* [Work item]
Would you please copy the part of the material below that opens with the line containing "Target: lawn" and closes with the line containing "Target: overgrown grass"? Copy it exactly, and only it.
++++++++++
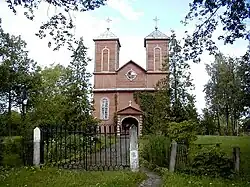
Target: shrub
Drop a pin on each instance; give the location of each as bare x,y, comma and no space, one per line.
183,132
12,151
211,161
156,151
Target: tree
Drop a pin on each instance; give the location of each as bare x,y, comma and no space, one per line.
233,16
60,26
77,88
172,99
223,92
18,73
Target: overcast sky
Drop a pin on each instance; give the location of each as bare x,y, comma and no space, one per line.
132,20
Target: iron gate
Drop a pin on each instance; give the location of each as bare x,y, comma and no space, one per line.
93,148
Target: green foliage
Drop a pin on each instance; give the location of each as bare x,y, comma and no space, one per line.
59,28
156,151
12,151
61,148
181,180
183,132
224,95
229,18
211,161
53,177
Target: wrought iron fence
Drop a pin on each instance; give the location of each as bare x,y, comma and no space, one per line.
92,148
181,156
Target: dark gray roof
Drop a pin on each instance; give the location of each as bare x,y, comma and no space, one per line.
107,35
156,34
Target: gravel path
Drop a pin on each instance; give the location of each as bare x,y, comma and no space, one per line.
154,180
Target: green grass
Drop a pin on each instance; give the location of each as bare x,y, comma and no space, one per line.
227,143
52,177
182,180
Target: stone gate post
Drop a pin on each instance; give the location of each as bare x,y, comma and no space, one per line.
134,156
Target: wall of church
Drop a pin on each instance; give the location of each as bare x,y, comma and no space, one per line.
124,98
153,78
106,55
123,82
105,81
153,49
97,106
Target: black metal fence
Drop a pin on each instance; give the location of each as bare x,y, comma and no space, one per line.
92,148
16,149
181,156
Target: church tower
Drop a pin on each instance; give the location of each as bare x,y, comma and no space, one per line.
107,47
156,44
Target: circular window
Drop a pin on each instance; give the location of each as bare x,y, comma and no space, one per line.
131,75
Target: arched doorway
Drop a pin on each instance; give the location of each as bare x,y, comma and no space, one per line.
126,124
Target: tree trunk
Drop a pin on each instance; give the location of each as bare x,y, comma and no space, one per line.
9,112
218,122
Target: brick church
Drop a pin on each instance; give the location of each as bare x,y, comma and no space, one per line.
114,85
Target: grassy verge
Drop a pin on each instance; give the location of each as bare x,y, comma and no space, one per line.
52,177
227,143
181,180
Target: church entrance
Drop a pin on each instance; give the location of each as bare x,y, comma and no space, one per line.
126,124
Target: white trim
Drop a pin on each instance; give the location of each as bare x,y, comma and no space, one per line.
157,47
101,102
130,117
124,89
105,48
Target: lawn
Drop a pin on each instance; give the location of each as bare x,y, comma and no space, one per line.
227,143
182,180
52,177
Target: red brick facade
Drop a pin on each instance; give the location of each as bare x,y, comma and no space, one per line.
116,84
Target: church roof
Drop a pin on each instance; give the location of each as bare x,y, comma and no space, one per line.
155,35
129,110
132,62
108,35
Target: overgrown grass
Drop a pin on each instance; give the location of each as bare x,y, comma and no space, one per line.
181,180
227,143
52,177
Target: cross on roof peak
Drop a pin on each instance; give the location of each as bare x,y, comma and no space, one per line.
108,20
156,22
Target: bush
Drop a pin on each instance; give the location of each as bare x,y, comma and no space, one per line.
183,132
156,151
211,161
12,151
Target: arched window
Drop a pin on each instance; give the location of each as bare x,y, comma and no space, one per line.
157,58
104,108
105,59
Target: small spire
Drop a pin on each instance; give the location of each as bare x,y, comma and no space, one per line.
++++++++++
* [Answer to this exercise]
Target: lawn
Drop a pin on each instance; give the location of each as bare x,y, comma and no space, one per line.
227,143
182,180
52,177
Target: red brick facade
Drop a pin on each instance; give the location of each as bare x,y, comma and no space, one per line.
116,84
Target: church roof
Drop a pin on each instance; give the location of each as bare x,y, comma and no space, one per line.
155,35
129,110
132,62
108,35
Target: overgrown grass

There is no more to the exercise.